⟨

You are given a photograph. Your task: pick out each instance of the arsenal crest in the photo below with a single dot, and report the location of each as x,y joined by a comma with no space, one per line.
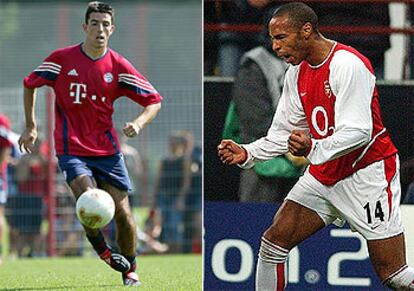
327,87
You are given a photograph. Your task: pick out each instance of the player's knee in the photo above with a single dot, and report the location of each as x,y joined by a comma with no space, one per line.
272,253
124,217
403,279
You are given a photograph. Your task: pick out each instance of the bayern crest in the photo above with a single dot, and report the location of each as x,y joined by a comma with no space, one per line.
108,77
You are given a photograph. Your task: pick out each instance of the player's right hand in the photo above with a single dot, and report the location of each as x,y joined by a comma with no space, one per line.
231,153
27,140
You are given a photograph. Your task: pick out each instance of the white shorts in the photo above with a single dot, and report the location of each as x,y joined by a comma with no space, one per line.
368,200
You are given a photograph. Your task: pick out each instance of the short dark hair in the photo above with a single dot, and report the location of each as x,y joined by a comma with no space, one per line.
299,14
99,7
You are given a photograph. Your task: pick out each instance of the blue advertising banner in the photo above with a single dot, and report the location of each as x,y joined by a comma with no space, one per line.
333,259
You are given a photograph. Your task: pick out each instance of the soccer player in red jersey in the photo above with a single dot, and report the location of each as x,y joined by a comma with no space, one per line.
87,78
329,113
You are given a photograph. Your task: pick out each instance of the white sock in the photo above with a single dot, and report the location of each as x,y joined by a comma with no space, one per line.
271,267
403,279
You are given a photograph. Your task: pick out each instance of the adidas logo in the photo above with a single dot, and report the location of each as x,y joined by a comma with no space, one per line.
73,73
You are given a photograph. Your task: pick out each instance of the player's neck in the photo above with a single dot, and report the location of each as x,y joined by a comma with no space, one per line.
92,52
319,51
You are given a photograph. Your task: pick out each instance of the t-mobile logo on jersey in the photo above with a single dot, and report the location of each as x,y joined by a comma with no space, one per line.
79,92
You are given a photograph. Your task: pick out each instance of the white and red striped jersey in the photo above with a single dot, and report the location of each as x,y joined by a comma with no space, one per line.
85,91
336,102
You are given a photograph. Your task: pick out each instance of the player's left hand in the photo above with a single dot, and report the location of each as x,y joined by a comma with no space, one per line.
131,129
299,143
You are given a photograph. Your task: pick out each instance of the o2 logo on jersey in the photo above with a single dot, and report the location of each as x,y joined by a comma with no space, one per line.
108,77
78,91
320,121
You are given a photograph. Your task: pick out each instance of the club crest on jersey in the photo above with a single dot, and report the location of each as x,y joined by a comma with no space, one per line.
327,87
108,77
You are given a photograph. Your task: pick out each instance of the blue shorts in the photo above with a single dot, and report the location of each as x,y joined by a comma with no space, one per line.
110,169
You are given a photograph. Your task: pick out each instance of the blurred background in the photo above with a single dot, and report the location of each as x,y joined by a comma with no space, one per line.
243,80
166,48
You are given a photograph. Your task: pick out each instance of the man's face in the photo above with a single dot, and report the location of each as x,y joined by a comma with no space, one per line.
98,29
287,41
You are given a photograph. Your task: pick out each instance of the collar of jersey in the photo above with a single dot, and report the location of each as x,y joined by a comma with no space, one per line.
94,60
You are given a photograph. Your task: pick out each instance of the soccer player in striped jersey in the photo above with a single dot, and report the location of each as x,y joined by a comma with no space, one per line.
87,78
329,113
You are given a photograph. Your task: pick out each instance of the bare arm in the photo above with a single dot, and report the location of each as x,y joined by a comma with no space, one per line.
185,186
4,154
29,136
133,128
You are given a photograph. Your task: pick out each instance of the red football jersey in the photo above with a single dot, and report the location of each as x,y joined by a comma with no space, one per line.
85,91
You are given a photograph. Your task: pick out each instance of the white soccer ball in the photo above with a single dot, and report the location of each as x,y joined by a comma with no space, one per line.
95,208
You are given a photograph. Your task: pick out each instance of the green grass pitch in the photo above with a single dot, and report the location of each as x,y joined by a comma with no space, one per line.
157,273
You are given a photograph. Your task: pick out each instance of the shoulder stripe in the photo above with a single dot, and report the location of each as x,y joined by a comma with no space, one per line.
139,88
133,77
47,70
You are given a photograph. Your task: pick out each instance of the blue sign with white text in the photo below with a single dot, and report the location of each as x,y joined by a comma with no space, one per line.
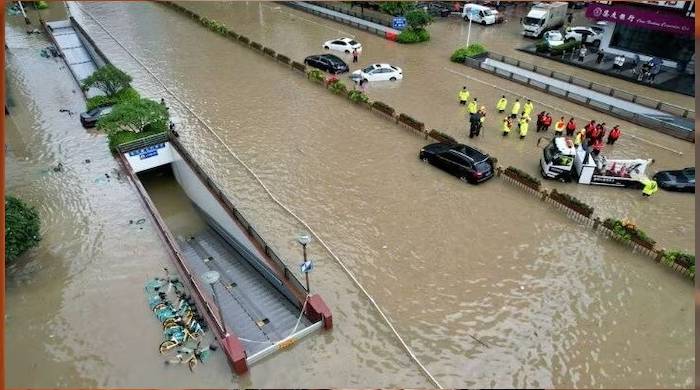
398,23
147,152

⟩

◆ Instruction ◆
Rewrite all of the material above, replacing every occurrence of "single dot" with "single marker" and leaving everything else unchanged. Leave the pictures out.

◆ Result of the task ◆
You are given a photograph. Your task: pick out each instance of the arsenal crest in the photo below with a single marker, and report the location of each as x,y joined by a comma with no space, one per line.
327,87
You are given a photograph. Your task: pick out each instance of the player's knee in the photo above with a single marker, and report the location of each as x,y joined by a comma with no space, one per line.
272,253
124,217
403,279
You are given a photograph. Your task: pick out each instance of the bayern crest in the photo above with a single marker, and report the location of each as x,y joined by a comma with no space, one per line.
108,77
You are given a photograph. Your task: pick out each instance of the player's right hand in the photo above with a single marker, and report the location of each as x,y joined by a comma with no space, one per line.
231,153
27,140
You are given a photograph. Your task: pick out each instance of the white shorts in the photo above with a single marker, and report the location of each as x,y joined by a comma with no space, one per line.
368,200
You are given a photograph. Your task: pick out each instance of the short dark hair in the photo above with a single marker, and report the location of each as x,y joined by a comma with no space, one per line.
299,14
99,7
You are given a photograph. Your task: pick out each instance of the blue advertising banner in the photo above with a single marker, and report the location of each as x,y joined by a comma with no space, one per line.
333,259
You are given a photograph. Your task: pick out each instance of the soccer player in red jersey in the photo above with a single marker, and report the location of each as x,y joined by a comma with no space, one per line.
87,78
329,113
You are given a photograph. Your task: pick out each instance of the white sock in the photo above with a single marker, and report the location of each as x,y joined by a comma with no space, one per line.
271,267
403,279
You are given a photograph. Your task: pick out each instance of the adidas logo in the photo above with a single marker, and report the location of each as x,y joined by a comma with no space, one per line.
73,73
You are given a photograph. Your task: pick out each instance of the player's neck in the photo above with a single marker, and report the location of each as x,y joined by a comma with no space, one per line.
92,52
319,51
You are given a photograph. Your task: pick out each instance of the t-mobile logo on jersey in the photo above with a single marker, and report the location of each as x,y joined by a comma with no space, one per line.
79,92
You are given a photograph. Your task: pick out each instance of the white and red striped jersey in the photo above with a single marker, and report the location of each as x,y joined by a comma with no space, one per line.
85,91
336,102
You are given a photograph. Your task: pick out each instance of the player's left hand in the photo above with a single marker, and report the location of each as x,y joined by a comma with no space, one per line.
131,129
299,143
You are given a photograph. Your task: pick out each instance of the o2 logo on jersey in the photo above with a single marker, and report the location of each as x,y joined by a comma with no space, one per line.
108,77
78,91
320,121
You are given a photograph. Your task: pick out each instance of the club crest on jersey in the photo above with a single marker, and report the location of each as x,y joined by a comma with no space, one per line.
327,87
108,77
You are given a photograph. Your task: pick out each instance of the blue shorts in the photo above with a single marker, and report the location of each as x,y joined by a comma with no space, one per line.
110,169
You are given a photograph. Your task: pick out each instance of the blurred background in the photo above with a single marker, and report the location of each as x,y joined by a comma with no space, one per line.
243,80
166,48
You are given a photograph. Your task: pick out each instance of the man's face in the photo above with a single marker, and report the location of each as x,y joined by a comma with no space, one per line.
98,29
287,41
You are given a photograph. Your task: pick out each instance of the collar of jersey in the photo above with a single marker, and report the location of each as x,y joined by a comma with no space, one per line.
94,60
You are given a photograph. Your task: pick out each instance of the soccer player in striped jersey in the photo above with a single marker, and report the location of each as x,y joined by a comma with no space, one per line.
87,78
329,113
You are given a photograph. Your task: pick out each instance of the bare arm in the photo above with a single marker, and report the location of each as x,y joined by a comma with no space, one per line.
185,186
4,154
29,136
133,128
You are given a photograph. Your task: pick out each instance of the red football jersey in the photo above with a single marker, and report the location of each as x,y joined by a comma with no space, one per line.
85,91
You are given a photograph. Your task: pick out each instance of the white soccer ball in the photo above with a single marker, and report the location of each as x,y joined by a comma with no space, one per line.
95,208
You are given a photograph. Your task: pick out each instance of the green grass pitch in the photo above with a single marker, and report the location of each as x,y joined by a comma with no space, one per line.
157,273
You are given a photograph. Your task: pick out each instance of the shoulder stripe in the photo above with a single marker, and report the location of each as x,y joined by a comma with no space, one per line.
139,88
133,77
47,70
You are given a photograph. Your task: pick out each instance of the blue sign with white text in the photo below with a single marker, and report the location of each as x,y joined by a comma with no space, one per line.
398,23
147,152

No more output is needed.